▶ **WHAT YOU NEED TO DO**:
a - Answer these questions using the passage on D-bifunctional protein, one answer per line, marked the same way:
(i) What change did most Type I deficient patients show?
(ii) On which part of which chromosome is the gene HSD17B4 found in Homo sapiens?
(iii) How many enzymatic domains make up the D-bifunctional protein?
b - Carry on the passage on D-bifunctional protein, starting right after its last sentence.

▶ **STUDY TEXT**:
Type I deficient patients showed a large structural modification to the D-BP as a whole. Most of these individuals showed either a deletion or an insertion resulting in a frameshift mutation. Type II and III patients showed small scale changes in the overall structure of D-BP[6]. Amino acid changes in the catalytic domains or those in contact with substrate or cofactors were the main cause of these variations of D-BP deficiency. Other amino acid changes were seen to alter the dimerization of the protein, leading to improper folding. Many mutations have been found in the gene coding for D-BP (HSD17B4) on the q arm two of chromosome five (5q23.1) in Homo sapiens, most notably individuals homozygous for a missense mutation (616S).

== D-BP Protein ==

The D-bifunctional protein is composed of three enzymatic domains: the N-terminal short chain alcohol dehydrogenase reductase (SDR), central hydratase domain, and the C-terminal sterol carrier protein 2 (SDR).

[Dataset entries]
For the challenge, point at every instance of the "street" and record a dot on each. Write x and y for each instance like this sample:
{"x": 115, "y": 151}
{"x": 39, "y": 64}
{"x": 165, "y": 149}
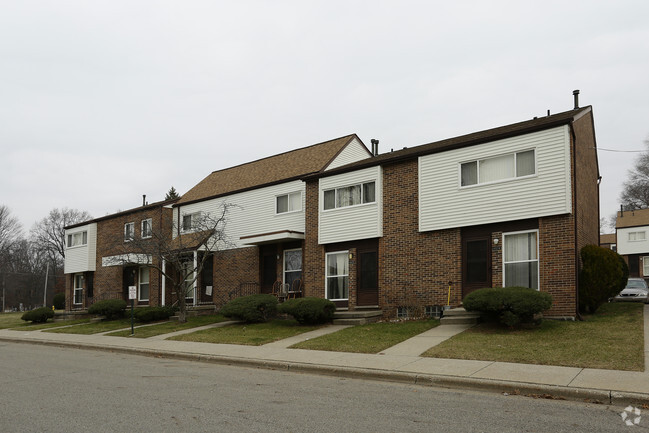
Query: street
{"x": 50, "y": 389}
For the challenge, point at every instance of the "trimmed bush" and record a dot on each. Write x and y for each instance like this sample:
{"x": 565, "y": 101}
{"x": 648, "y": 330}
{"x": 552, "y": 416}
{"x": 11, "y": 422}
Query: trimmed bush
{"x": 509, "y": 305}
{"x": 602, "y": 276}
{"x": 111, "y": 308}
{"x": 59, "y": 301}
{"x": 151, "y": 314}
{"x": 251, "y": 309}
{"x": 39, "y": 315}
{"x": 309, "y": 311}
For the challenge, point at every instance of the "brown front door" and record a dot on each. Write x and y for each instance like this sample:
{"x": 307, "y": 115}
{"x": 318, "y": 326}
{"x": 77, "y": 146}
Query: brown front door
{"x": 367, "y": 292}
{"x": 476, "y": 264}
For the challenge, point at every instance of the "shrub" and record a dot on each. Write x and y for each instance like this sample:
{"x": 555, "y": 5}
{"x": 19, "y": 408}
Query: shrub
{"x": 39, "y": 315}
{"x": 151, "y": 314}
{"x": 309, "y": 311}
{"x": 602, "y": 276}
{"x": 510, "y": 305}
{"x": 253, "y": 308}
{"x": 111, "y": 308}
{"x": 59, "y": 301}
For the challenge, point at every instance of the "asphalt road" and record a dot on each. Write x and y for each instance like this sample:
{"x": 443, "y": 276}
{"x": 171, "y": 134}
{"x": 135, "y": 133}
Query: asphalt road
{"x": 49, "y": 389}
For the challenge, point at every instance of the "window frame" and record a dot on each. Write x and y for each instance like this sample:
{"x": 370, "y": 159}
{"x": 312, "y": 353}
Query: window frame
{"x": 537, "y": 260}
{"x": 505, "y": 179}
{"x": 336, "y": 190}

* * *

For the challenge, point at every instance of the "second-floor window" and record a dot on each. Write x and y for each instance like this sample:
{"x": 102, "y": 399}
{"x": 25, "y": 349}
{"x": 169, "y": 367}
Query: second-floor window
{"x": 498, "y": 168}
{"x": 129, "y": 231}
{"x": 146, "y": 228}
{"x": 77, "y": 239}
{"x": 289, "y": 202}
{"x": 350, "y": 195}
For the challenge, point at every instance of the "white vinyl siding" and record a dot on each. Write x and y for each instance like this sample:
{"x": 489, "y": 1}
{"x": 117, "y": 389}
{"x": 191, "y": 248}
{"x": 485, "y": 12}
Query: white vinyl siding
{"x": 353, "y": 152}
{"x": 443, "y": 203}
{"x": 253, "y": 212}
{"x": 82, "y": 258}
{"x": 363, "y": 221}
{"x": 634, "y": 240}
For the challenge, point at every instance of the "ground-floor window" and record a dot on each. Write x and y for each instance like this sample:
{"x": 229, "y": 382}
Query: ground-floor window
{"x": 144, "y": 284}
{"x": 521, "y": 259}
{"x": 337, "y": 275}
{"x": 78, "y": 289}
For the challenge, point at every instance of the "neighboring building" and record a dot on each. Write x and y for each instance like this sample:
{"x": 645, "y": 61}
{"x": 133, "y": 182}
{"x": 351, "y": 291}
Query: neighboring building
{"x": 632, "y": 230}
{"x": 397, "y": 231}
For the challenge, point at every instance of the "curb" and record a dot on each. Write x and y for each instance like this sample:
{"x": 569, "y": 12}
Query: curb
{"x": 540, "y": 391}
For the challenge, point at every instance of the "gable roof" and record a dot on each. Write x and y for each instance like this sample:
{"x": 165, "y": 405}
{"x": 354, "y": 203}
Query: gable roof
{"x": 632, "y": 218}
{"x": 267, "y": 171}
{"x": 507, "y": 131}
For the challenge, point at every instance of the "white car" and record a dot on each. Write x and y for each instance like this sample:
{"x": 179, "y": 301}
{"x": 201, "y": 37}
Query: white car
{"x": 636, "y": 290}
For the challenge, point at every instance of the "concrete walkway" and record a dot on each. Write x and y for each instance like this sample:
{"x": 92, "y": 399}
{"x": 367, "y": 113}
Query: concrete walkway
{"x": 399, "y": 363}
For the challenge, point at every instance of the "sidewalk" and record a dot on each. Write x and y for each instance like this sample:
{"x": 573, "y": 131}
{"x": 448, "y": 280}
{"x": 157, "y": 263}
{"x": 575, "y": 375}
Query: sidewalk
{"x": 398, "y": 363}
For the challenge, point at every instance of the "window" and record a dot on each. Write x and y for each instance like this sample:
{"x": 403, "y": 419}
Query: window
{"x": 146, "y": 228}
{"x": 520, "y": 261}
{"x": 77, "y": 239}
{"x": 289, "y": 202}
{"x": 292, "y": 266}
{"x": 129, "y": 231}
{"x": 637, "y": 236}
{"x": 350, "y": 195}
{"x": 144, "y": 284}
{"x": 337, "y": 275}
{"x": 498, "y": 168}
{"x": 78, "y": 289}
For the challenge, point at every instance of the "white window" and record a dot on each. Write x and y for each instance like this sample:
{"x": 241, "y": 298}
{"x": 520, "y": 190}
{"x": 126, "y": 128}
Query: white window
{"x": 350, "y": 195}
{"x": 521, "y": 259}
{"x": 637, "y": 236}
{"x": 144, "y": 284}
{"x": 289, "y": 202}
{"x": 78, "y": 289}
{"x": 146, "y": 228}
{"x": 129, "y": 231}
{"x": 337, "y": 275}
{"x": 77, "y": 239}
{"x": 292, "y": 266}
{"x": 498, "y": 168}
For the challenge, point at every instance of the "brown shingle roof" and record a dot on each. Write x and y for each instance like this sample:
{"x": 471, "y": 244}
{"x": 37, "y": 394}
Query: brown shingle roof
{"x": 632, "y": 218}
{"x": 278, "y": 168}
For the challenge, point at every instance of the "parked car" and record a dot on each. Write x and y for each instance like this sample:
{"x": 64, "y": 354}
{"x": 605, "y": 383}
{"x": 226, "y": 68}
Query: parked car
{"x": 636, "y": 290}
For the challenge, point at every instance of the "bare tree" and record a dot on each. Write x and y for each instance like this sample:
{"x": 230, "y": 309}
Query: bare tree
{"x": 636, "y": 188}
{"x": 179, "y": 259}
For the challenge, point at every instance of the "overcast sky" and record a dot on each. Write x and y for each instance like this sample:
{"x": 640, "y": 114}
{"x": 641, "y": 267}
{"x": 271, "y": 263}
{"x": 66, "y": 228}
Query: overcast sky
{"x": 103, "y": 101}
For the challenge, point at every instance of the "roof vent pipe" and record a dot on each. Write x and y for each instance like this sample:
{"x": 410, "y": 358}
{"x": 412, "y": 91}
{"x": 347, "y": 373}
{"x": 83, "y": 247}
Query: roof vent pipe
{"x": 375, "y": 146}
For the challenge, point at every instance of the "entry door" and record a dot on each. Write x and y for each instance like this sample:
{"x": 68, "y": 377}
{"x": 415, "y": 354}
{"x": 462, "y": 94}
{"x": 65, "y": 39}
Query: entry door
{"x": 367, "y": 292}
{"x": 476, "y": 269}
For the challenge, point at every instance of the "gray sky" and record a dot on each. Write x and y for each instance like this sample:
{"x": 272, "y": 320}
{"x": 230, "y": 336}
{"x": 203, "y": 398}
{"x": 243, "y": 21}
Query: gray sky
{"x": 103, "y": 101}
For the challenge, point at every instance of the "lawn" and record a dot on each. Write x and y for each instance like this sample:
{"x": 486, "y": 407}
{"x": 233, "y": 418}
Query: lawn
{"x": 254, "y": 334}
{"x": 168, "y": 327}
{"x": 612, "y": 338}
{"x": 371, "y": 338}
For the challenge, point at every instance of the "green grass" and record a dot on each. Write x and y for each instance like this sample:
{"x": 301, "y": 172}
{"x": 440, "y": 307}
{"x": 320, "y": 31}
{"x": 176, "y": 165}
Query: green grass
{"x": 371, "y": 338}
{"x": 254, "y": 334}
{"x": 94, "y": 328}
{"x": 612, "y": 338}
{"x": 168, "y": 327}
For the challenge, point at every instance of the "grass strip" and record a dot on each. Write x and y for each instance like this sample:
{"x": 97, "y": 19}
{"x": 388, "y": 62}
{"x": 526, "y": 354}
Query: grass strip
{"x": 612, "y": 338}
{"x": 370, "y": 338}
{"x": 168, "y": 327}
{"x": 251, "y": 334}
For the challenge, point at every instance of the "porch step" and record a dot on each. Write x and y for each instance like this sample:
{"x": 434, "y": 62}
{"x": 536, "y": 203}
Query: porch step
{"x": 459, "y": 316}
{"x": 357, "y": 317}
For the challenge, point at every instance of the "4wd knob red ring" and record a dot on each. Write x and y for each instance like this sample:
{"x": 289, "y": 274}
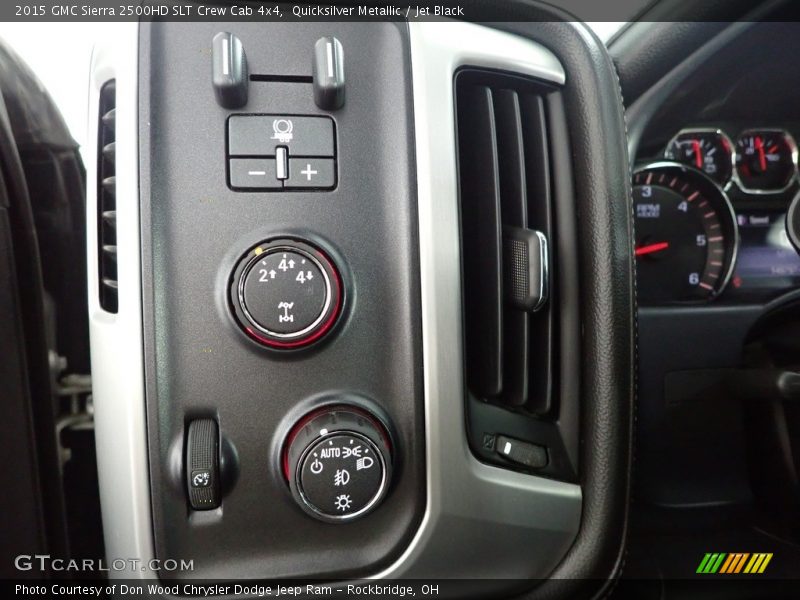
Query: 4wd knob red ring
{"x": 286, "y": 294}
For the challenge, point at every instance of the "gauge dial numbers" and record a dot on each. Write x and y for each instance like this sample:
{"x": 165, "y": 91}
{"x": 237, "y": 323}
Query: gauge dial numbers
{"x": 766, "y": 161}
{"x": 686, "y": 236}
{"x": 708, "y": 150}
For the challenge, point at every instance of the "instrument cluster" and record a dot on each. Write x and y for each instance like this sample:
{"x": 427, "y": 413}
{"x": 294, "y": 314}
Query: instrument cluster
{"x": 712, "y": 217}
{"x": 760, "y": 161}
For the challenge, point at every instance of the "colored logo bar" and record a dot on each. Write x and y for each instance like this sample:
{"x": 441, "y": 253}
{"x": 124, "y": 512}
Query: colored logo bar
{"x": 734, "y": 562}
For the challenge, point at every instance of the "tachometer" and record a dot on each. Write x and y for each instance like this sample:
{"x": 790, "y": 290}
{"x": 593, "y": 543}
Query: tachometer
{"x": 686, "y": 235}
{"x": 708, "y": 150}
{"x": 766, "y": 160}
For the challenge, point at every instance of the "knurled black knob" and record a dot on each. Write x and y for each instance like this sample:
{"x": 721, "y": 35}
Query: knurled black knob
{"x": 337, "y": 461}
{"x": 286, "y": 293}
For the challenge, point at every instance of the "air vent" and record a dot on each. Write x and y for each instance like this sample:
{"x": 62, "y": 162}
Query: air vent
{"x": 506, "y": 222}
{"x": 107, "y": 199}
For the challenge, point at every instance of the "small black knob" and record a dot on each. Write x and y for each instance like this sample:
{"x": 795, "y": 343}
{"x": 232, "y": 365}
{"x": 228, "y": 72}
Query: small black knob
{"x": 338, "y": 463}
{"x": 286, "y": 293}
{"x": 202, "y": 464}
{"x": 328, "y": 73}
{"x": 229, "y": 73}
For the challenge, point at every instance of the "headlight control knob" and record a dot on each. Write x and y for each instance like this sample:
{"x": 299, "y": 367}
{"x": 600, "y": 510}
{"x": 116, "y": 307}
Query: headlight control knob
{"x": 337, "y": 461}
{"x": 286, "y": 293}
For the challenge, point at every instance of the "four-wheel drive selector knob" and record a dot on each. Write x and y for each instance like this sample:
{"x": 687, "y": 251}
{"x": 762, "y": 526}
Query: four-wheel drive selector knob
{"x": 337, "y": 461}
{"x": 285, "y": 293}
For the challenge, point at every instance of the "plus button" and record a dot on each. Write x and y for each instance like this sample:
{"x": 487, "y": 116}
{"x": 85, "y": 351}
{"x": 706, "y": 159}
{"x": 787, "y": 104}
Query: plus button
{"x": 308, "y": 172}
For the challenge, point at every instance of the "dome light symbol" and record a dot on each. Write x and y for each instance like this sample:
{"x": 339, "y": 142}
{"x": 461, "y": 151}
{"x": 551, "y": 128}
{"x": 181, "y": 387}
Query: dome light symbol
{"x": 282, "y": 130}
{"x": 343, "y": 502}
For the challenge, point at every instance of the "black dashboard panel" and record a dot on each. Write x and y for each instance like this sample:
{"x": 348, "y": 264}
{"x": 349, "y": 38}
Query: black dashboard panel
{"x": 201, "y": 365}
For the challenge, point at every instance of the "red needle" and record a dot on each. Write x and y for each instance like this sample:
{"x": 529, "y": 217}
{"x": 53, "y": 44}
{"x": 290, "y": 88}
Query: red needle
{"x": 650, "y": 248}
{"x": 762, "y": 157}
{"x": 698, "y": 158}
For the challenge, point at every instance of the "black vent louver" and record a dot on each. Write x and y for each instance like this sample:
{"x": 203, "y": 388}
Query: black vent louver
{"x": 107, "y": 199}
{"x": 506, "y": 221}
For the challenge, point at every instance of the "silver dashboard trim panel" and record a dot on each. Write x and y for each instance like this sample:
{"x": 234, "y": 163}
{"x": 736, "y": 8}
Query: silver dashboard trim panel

--

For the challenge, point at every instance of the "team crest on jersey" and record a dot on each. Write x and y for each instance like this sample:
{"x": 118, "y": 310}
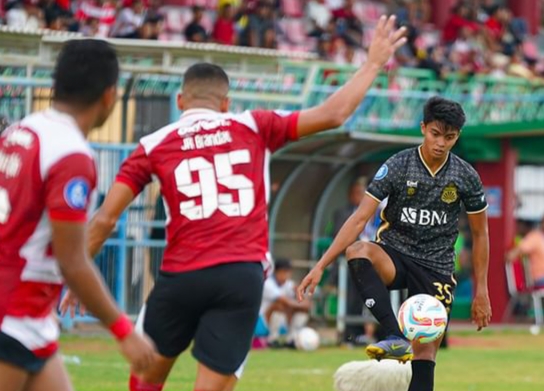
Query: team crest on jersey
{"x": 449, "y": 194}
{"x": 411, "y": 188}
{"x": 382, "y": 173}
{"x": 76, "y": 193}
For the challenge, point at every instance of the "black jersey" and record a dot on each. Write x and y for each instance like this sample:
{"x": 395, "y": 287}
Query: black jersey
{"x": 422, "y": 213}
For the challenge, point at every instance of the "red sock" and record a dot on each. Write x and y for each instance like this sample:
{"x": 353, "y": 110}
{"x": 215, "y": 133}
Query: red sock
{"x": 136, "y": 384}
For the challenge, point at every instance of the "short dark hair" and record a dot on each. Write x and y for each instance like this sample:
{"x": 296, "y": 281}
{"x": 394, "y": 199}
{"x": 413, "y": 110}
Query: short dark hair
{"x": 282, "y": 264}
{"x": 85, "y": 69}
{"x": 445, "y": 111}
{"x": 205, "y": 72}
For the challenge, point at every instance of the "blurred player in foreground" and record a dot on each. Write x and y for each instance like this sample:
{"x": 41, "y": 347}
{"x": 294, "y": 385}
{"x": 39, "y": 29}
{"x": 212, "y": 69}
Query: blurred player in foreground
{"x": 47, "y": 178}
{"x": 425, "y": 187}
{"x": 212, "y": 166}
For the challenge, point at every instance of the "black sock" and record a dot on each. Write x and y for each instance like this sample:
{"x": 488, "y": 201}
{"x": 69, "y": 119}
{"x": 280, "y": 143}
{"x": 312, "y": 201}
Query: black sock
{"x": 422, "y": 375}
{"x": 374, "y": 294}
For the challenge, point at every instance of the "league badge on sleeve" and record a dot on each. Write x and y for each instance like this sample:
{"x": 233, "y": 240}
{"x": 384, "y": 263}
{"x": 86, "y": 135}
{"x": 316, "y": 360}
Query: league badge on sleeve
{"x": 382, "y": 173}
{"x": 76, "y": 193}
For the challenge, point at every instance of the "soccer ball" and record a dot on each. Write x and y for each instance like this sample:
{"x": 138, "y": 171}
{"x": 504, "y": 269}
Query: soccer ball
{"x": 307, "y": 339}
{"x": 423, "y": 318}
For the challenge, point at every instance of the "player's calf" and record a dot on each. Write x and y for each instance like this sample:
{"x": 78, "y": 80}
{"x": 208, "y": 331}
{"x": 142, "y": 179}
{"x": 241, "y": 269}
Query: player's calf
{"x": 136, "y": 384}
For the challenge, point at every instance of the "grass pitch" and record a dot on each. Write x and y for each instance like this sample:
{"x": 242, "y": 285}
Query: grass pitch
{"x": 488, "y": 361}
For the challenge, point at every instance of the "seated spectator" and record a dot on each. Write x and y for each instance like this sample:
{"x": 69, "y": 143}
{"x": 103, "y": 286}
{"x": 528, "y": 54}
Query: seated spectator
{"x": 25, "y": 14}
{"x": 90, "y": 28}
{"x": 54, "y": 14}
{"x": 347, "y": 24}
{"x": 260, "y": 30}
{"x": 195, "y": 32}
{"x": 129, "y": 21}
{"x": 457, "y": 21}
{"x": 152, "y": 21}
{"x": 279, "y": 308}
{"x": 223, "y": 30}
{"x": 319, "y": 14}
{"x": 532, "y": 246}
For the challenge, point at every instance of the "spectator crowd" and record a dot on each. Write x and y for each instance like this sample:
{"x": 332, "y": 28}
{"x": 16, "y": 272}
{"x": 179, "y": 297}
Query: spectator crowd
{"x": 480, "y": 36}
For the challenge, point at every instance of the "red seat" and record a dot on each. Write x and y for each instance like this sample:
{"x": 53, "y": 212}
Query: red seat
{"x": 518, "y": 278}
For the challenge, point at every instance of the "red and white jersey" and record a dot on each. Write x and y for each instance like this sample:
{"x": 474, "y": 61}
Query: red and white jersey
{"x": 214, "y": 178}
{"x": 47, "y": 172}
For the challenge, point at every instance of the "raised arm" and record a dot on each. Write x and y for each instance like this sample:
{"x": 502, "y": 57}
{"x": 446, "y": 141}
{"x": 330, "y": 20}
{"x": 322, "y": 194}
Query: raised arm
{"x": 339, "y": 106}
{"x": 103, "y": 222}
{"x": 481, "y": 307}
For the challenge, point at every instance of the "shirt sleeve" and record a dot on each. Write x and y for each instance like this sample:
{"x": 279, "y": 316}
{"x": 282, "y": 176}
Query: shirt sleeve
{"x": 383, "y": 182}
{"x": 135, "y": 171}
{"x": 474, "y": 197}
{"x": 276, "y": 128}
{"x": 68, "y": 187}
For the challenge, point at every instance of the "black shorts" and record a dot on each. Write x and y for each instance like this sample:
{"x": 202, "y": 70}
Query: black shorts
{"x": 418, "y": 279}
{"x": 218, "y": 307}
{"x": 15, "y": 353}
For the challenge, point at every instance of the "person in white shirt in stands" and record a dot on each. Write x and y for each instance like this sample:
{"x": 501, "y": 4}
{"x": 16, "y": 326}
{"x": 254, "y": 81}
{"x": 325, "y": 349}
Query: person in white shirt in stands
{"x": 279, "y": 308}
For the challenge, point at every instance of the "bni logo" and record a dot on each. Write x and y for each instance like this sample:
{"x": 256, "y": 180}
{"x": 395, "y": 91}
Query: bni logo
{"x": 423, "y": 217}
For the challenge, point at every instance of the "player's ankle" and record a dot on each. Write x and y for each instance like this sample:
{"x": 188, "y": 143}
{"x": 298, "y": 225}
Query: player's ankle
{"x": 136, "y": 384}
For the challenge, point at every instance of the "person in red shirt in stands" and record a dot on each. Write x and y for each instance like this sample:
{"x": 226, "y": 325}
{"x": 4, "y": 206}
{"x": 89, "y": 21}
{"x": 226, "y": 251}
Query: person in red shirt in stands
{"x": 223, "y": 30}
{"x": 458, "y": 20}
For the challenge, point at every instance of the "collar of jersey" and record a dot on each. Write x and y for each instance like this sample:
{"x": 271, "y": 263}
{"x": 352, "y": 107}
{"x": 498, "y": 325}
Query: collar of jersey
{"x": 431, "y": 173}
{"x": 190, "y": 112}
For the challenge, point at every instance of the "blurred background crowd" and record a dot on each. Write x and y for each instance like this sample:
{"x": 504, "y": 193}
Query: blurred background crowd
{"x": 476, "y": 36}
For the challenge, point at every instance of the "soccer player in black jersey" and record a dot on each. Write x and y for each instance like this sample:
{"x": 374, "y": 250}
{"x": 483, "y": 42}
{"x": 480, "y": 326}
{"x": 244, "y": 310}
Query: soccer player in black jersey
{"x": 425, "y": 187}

▶ **RESPONSES IN ORDER**:
a -
(i) Either a deletion or an insertion that resulted in a frameshift mutation.
(ii) On the q arm two of chromosome five (5q23.1).
(iii) Three.

b -
The DBP protein (79kDa) also known as "multifunctional protein 2", "multifunctional enzyme 2", or "D-peroxisomal bifunctional"enzyme", catalyzes the second and third steps of peroxisomal β-oxidation of fatty acids and their derivatives.

A non-functional D-BP protein results in the abnormal accumulation of long chain fatty acids and bile acid intermediates. The D-BP protein contains a peroxisomal targeting signal 1 (PTS1) unit at the C-terminus allowing for its transport into peroxisomes by the PTS1 receptor. Inside the peroxisomes, the D-BP protein is partially cleaved exclusively between the SDR and hydratase"domains.

DBP is a stereospecific enzyme; hydratase domain forms only (R)-hydroxy-acyl-CoA intermediates from trans-2-enoyl-CoAs. D-BP is expressed throughout the entire human body, with the highest mRNA levels in the liver and brain. The hydrogenase and hydratase units of DBP exist as dimers, necessary for correct folding and therefore function of the enzyme.

== Genetic ==

The D-BP gene (HSD17B4), found on the long arm of chromosome 5, consists of 24 exons and 23 introns and is over 100kb in size. Exons 1-12 code for the SDR domain, 12-21 for the hydratase domain, and 21-24 for the SCP2 domain. Transcription is regulated at 400 basepairs upstream of the transcription start site.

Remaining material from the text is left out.